* [Work task]: The answer must consist solely of the line that contains "Indicate the slate" and all subsequent lines of the data, each reproduced exactly.

* [Records shown]:

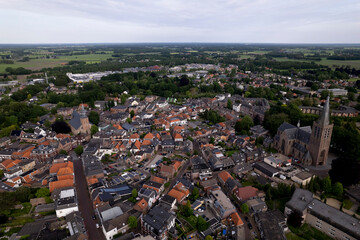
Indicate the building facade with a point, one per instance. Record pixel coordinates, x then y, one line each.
310 145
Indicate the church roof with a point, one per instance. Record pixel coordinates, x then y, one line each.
285 126
325 114
75 120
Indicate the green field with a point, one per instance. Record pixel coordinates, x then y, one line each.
326 62
39 62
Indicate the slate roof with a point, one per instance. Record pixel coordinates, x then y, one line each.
158 218
75 120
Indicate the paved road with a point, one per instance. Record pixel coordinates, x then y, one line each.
85 204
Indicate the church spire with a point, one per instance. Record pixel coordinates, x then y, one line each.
325 114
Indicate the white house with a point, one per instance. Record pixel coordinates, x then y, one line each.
67 203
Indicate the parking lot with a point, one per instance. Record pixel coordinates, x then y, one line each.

* [Solution to this task]:
Indicate the slate roof with a point, one per instance. Record pixel coordinates, x then y, one line each.
158 218
75 120
Indicate the paved road with a point, one per instance. Record pixel coordinates, x then y, one line each.
85 204
Indicate the church spire with a point, one per instance. Record pixel coordinates, x then y, one line each.
325 114
Indicate the white house with a point, one per instance. Record pixel coordinates, x then y, one line each.
67 203
Indicate the parking lot with a point, one per instance. Record pixel coordinates, x then y, one line each.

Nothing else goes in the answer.